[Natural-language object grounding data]
--- START ---

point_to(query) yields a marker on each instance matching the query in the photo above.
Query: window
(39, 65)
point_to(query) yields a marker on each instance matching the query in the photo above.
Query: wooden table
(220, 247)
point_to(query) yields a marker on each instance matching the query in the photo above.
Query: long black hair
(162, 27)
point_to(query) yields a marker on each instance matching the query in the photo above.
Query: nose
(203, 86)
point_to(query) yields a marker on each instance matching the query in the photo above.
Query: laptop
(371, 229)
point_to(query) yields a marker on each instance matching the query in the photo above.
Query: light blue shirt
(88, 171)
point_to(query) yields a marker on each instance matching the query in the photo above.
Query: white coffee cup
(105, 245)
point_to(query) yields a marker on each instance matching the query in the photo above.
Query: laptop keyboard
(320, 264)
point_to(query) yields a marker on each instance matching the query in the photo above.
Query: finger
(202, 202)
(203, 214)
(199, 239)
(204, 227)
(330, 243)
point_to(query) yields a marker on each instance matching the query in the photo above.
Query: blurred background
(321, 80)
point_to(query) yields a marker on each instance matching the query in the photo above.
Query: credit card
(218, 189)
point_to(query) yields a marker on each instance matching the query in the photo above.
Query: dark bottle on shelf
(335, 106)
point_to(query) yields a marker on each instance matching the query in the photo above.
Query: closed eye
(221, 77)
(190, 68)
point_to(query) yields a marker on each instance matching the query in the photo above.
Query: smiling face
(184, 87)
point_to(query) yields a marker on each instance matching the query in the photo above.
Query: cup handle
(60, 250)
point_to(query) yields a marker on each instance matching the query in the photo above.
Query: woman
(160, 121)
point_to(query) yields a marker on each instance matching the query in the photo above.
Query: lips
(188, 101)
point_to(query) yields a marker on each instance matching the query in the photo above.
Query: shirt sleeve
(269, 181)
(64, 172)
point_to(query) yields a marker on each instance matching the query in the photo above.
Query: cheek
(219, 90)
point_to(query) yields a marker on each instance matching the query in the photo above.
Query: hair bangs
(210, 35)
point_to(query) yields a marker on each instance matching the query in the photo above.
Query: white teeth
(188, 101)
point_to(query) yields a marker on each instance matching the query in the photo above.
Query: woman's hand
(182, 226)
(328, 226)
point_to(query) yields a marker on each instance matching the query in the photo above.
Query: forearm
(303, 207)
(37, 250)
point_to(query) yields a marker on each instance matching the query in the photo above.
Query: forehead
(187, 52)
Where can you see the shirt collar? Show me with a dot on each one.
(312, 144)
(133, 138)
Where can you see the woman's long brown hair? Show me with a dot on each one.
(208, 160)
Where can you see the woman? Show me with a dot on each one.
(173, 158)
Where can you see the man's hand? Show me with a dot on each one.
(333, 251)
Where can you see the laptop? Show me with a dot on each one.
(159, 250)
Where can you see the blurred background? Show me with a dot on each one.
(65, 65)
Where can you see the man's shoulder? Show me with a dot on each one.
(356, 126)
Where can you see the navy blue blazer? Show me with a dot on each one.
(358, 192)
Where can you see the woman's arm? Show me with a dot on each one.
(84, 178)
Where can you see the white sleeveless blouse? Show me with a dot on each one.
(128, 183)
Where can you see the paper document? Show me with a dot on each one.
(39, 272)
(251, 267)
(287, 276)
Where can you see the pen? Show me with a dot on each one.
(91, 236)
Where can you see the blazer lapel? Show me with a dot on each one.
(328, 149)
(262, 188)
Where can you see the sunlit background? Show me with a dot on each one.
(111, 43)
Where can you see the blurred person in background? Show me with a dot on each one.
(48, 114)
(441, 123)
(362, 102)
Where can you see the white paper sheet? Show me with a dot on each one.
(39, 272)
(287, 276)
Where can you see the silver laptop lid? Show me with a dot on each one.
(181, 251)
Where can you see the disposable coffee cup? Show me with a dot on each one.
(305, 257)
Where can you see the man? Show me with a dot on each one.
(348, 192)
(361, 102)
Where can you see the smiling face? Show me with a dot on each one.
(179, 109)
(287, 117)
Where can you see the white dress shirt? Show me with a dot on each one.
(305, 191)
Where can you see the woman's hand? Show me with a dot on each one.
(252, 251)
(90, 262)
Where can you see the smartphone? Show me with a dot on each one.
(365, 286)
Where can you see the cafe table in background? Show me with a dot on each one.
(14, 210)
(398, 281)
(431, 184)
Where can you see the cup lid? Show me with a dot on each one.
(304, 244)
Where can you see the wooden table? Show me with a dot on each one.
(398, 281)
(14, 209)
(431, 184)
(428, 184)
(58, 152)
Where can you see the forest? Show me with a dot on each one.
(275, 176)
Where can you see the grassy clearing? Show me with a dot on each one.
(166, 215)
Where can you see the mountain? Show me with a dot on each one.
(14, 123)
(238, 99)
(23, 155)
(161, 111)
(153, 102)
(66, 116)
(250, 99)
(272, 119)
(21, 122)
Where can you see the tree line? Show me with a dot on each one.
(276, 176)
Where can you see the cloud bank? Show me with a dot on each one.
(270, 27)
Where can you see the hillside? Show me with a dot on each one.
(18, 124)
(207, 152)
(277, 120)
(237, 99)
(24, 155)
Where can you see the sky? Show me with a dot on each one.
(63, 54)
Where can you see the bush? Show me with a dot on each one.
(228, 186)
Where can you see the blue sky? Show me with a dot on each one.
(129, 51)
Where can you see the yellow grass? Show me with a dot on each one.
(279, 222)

--- END ---

• [What to produce]:
Would you set the entries down again, exactly as they were written?

• [Task result]:
point_to(query) yields a marker on each instance matching the query in the photo above.
Query: window
(39, 65)
point_to(query) yields a marker on each instance matching the query in the photo above.
Query: wooden table
(220, 247)
point_to(query) yields a marker on each instance matching the query in the photo above.
Query: long black hair
(162, 27)
point_to(query) yields a marker on each instance matching the query in the photo above.
Query: nose
(203, 86)
point_to(query) yields a marker on each instance matching the query in the photo above.
Query: laptop
(371, 229)
point_to(query) yields a marker on each instance matching the query in the photo above.
Query: light blue shirt
(88, 171)
point_to(query) yields a marker on each instance matching the query in the photo above.
Query: white coffee cup
(105, 245)
point_to(query) yields a marker on each instance matching the query in the photo above.
Query: laptop keyboard
(320, 264)
point_to(query) yields a marker on each instance matching the query in the photo above.
Query: finger
(202, 202)
(203, 214)
(199, 239)
(204, 227)
(330, 243)
point_to(query) yields a marker on each instance matching the query in the photo above.
Query: blurred background
(321, 80)
point_to(query) yields a marker on each instance matching the query in the photo above.
Query: credit card
(218, 189)
point_to(query) yields a marker on each instance matching the query in the photo above.
Query: dark bottle on shelf
(335, 106)
point_to(query) yields a marker on each instance matching the query in the photo above.
Query: closed eye
(221, 77)
(190, 68)
point_to(query) yields a marker on each instance matching the query in the photo above.
Query: smiling face
(184, 87)
point_to(query) yields a marker on each instance matching the query in the photo above.
Query: cup handle
(60, 250)
point_to(query) yields a marker on each instance matching the query in the photo above.
Query: woman
(160, 121)
point_to(query) yields a marker on each instance matching the query in the photo above.
Query: lips
(188, 101)
point_to(query) yields a marker on each instance matching the query in the photo above.
Query: shirt sleeve
(269, 181)
(64, 172)
point_to(query) yields a marker on each instance matching the query in the photo above.
Query: cheek
(219, 90)
point_to(query) yields a marker on each instance matching the query in the photo above.
Query: hair bangs
(210, 35)
point_to(query) yields a marker on each instance matching the query in the photo above.
Query: white teeth
(188, 101)
point_to(query) yields a marker on each instance matching the query in the photo above.
Query: woman's hand
(182, 226)
(328, 226)
point_to(query) yields a marker on each instance matching the query in the photo above.
Query: forearm
(303, 207)
(37, 250)
point_to(query) yields a marker on each instance matching the query in the photo above.
Query: forehead
(187, 52)
Where can you see the shirt collar? Show me with a dot on each one.
(312, 144)
(133, 138)
Where can you see the woman's long brown hair? Show me with a dot on each one.
(208, 160)
Where can you see the woman? Show me with a dot on each one.
(173, 158)
Where can you see the man's hand? Show me with a dot on each one.
(333, 251)
Where can you see the laptop? Show me with a dot on each one.
(159, 250)
Where can you see the blurred background? Show me with a dot on each one.
(65, 65)
Where can you see the man's shoulder? Show me with a dot on each one.
(356, 126)
Where can you see the navy blue blazer? Show me with a dot on each one.
(358, 192)
Where can you see the woman's arm? Show me with a dot on each one.
(84, 178)
Where can you see the white sleeveless blouse? Show me with a dot on each one.
(128, 183)
Where can you see the paper document? Show me with a dot on each one.
(39, 272)
(251, 267)
(287, 276)
Where can you see the pen? Show me with a dot on each one.
(91, 236)
Where can you see the blazer lapel? Show me with a dot on each one.
(328, 149)
(262, 188)
Where can you see the sunlit background? Show me with a dot on each one.
(111, 43)
Where can you see the blurred person in background? Show me with a dot on each one.
(48, 114)
(441, 123)
(362, 102)
Where can you see the white paper sheet? Show me with a dot on each one.
(39, 272)
(287, 276)
Where can you see the silver laptop lid? Show me with a dot on each one.
(181, 251)
Where can you see the disposable coffee cup? Show me with a dot on each one.
(305, 257)
Where can you see the man? Show me with a dot on each one.
(348, 192)
(361, 102)
Where can you see the smiling face? Show me with a dot on each one.
(179, 109)
(287, 117)
Where can you see the white dress shirt? Show me with a dot on each one.
(305, 191)
Where can you see the woman's hand? Show me with a dot on each one.
(252, 251)
(90, 262)
Where can you see the smartphone? Show me with a dot on each one.
(365, 286)
Where can you see the cafe table in background? Show me with a dot on each one.
(14, 210)
(398, 281)
(431, 184)
Where can you see the cup lid? Show me with a dot on each one.
(304, 244)
Where can you see the wooden table? Show me with a dot on each one.
(398, 281)
(14, 209)
(431, 184)
(428, 184)
(58, 152)
Where can you see the forest? Show me with a dot on each one.
(275, 176)
Where can you see the grassy clearing? Show me with a dot on each one.
(166, 215)
Where can you see the mountain? Show me with a dot on each one.
(14, 123)
(238, 99)
(23, 155)
(161, 111)
(153, 102)
(66, 116)
(250, 99)
(272, 119)
(21, 122)
Where can you see the tree line? Show me with a dot on each one.
(276, 176)
Where can you see the cloud bank? Show me with a dot on each one.
(270, 27)
Where can you see the hillside? Show me with a dot on each one.
(18, 124)
(207, 152)
(277, 120)
(237, 99)
(24, 155)
Where can you see the sky? Show me with a dot on each one.
(63, 54)
Where can you see the bush? Show me with a dot on each one.
(228, 186)
Where can you see the blue sky? Show me with a dot on each one.
(129, 51)
Where can you see the yellow grass? Show me with a dot on each one.
(279, 222)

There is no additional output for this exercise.